Write out the rows again, starting at the first line and going on through the line with "left=55, top=105, right=134, bottom=119", requests included, with 137 added to every number in the box coordinates of the answers.
*** Entries provided
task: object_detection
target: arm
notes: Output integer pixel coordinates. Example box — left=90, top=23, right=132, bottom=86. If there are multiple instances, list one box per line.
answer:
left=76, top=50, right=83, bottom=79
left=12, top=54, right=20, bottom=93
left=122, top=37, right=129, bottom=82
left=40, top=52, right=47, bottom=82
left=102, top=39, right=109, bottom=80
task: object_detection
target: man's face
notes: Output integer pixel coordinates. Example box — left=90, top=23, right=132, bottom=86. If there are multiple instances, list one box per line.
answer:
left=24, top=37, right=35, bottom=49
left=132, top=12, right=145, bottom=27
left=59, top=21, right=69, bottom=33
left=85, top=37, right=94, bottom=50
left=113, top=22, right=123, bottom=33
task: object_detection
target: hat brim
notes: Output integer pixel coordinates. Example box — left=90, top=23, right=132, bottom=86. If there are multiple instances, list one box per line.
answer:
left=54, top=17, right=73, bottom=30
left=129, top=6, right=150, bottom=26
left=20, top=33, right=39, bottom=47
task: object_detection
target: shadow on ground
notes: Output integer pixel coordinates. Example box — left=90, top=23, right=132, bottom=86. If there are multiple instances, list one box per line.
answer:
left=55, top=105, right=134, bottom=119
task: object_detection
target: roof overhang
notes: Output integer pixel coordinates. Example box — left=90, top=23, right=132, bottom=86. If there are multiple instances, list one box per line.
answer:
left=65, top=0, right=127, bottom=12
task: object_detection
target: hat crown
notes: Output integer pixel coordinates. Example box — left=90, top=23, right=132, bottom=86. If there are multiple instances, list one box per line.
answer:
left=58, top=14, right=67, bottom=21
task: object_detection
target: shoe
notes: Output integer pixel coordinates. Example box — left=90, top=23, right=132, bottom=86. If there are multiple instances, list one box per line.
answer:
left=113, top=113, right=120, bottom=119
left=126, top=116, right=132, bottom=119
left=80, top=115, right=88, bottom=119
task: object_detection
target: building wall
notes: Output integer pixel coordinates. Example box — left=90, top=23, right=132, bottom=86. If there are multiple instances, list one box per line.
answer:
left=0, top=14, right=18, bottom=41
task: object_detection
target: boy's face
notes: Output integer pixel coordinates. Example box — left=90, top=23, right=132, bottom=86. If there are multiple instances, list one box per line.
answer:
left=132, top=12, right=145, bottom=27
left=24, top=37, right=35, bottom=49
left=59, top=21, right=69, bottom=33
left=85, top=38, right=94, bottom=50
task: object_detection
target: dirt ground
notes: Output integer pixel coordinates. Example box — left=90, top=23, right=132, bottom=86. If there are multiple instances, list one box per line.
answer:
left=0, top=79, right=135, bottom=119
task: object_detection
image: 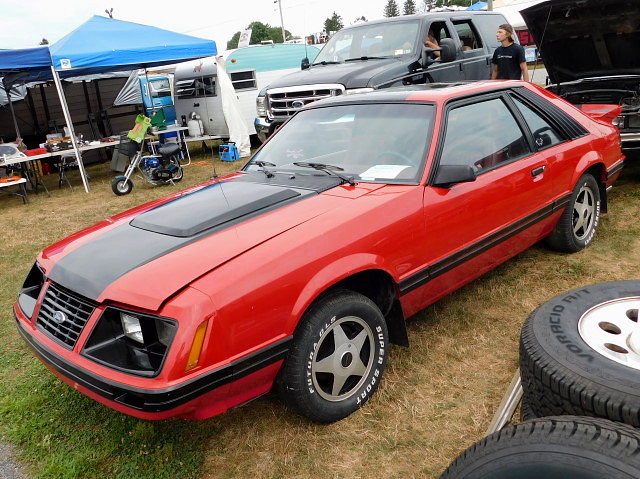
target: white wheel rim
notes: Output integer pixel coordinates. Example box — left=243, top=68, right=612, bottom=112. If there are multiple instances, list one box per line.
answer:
left=578, top=297, right=640, bottom=370
left=572, top=185, right=596, bottom=240
left=311, top=316, right=375, bottom=402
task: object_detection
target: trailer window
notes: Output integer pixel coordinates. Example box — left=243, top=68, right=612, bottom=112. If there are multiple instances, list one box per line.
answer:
left=176, top=76, right=217, bottom=98
left=231, top=70, right=258, bottom=90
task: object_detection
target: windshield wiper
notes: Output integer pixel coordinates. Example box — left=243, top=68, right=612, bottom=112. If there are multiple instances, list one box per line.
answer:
left=251, top=160, right=277, bottom=178
left=311, top=60, right=342, bottom=65
left=345, top=56, right=389, bottom=62
left=293, top=161, right=356, bottom=186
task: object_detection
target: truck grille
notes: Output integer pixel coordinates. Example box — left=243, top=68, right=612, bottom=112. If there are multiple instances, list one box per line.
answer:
left=267, top=84, right=344, bottom=120
left=36, top=284, right=96, bottom=349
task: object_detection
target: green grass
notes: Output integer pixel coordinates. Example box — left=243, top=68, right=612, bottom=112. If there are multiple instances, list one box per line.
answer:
left=0, top=155, right=640, bottom=479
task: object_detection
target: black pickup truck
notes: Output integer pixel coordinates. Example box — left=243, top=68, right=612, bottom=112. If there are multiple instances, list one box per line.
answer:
left=254, top=10, right=507, bottom=141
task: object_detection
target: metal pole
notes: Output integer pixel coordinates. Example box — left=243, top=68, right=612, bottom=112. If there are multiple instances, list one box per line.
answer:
left=276, top=0, right=287, bottom=43
left=51, top=65, right=90, bottom=193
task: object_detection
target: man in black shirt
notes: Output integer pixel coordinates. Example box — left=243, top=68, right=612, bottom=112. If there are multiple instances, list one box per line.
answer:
left=491, top=23, right=529, bottom=81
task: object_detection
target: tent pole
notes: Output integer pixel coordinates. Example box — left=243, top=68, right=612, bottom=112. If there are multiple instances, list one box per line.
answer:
left=2, top=80, right=20, bottom=138
left=51, top=65, right=91, bottom=193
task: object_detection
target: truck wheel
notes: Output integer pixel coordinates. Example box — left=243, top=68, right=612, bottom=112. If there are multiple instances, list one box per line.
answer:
left=276, top=290, right=389, bottom=423
left=440, top=416, right=640, bottom=479
left=111, top=176, right=133, bottom=196
left=546, top=173, right=600, bottom=253
left=520, top=280, right=640, bottom=426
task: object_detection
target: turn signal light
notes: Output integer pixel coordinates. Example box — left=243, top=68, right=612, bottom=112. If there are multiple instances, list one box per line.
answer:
left=185, top=321, right=209, bottom=372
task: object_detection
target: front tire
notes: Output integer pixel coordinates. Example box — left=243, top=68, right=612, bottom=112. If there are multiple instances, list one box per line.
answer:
left=111, top=176, right=133, bottom=196
left=546, top=173, right=600, bottom=253
left=520, top=280, right=640, bottom=427
left=277, top=290, right=389, bottom=423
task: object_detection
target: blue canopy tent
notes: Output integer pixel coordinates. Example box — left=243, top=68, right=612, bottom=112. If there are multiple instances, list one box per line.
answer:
left=0, top=15, right=217, bottom=192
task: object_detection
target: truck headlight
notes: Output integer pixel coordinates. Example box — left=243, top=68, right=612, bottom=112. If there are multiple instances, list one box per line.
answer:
left=82, top=307, right=178, bottom=377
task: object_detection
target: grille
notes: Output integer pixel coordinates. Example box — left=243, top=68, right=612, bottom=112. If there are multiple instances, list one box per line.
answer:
left=267, top=85, right=344, bottom=119
left=36, top=284, right=96, bottom=349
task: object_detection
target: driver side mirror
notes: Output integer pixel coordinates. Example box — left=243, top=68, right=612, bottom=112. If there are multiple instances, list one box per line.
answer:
left=433, top=165, right=476, bottom=188
left=440, top=38, right=457, bottom=63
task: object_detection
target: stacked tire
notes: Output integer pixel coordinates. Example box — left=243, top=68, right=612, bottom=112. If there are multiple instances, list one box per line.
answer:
left=441, top=281, right=640, bottom=479
left=520, top=281, right=640, bottom=427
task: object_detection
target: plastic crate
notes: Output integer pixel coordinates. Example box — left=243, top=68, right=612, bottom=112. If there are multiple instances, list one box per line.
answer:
left=218, top=143, right=240, bottom=161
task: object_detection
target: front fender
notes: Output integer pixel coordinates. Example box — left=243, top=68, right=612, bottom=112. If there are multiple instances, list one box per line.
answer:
left=287, top=253, right=393, bottom=330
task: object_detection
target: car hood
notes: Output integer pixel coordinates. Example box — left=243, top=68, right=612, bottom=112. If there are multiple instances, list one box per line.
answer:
left=267, top=58, right=407, bottom=92
left=38, top=171, right=381, bottom=311
left=520, top=0, right=640, bottom=83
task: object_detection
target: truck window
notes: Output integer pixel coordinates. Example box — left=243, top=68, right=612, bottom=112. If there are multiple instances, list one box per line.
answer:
left=473, top=13, right=508, bottom=53
left=176, top=76, right=217, bottom=98
left=453, top=20, right=483, bottom=50
left=313, top=20, right=420, bottom=64
left=230, top=70, right=258, bottom=90
left=149, top=78, right=171, bottom=98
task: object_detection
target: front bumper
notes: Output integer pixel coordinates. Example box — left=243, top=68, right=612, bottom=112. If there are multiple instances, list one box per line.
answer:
left=620, top=132, right=640, bottom=154
left=14, top=308, right=292, bottom=419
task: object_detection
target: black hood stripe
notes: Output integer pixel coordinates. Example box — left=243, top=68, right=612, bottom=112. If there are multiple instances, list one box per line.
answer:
left=49, top=178, right=340, bottom=301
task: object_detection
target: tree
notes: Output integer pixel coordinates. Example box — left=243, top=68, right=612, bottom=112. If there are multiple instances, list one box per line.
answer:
left=403, top=0, right=416, bottom=15
left=324, top=12, right=344, bottom=35
left=227, top=22, right=292, bottom=50
left=383, top=0, right=400, bottom=17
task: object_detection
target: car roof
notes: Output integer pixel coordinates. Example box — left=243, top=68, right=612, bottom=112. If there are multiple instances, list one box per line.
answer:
left=309, top=80, right=528, bottom=108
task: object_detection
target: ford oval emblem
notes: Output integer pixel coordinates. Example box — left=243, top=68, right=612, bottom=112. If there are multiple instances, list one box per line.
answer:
left=53, top=311, right=67, bottom=324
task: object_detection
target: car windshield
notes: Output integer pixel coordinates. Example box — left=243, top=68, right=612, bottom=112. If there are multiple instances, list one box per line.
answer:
left=245, top=102, right=435, bottom=184
left=313, top=20, right=421, bottom=65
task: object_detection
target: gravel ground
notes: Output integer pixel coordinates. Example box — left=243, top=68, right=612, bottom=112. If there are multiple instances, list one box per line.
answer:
left=0, top=442, right=27, bottom=479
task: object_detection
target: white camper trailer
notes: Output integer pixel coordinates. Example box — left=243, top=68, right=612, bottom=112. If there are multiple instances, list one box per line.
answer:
left=174, top=44, right=319, bottom=142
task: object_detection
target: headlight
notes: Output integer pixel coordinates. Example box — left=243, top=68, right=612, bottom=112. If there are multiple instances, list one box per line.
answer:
left=18, top=263, right=44, bottom=318
left=256, top=95, right=267, bottom=116
left=345, top=88, right=373, bottom=95
left=82, top=308, right=178, bottom=377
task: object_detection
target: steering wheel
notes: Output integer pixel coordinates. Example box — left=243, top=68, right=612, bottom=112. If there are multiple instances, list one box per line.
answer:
left=374, top=150, right=415, bottom=166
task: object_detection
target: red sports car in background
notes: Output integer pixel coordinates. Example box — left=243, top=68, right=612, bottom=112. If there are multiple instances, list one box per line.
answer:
left=14, top=81, right=624, bottom=422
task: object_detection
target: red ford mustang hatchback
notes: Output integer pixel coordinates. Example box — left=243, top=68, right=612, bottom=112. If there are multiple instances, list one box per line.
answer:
left=14, top=81, right=624, bottom=422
******
Task result »
task: object_detection
target: arm
notes: Output integer pixel coordinates. Example box — left=90, top=23, right=132, bottom=86. If there are multiple instances, list one box per line.
answer:
left=213, top=187, right=220, bottom=216
left=149, top=191, right=157, bottom=230
left=259, top=174, right=266, bottom=219
left=177, top=189, right=184, bottom=219
left=239, top=176, right=246, bottom=217
task: object_detection
target: man's face
notes: Output integer pixel coordinates. Example box — left=90, top=23, right=132, bottom=86. If there are multiple instances, list one box per line.
answer:
left=161, top=174, right=172, bottom=186
left=269, top=149, right=282, bottom=164
left=196, top=158, right=206, bottom=170
left=222, top=174, right=231, bottom=187
left=250, top=159, right=260, bottom=170
task: object_detection
target: hat brim
notes: Output integer pixel coordinates. Example box — left=90, top=23, right=132, bottom=86. If there are multiple instances, list one box per line.
answer:
left=191, top=154, right=210, bottom=167
left=266, top=143, right=287, bottom=163
left=157, top=170, right=176, bottom=184
task: object_detection
target: shadow on ground
notes: Output integer pixel coordinates. Example box — left=90, top=23, right=132, bottom=86. If there are multiple instances, list one box per line.
answer:
left=192, top=242, right=271, bottom=256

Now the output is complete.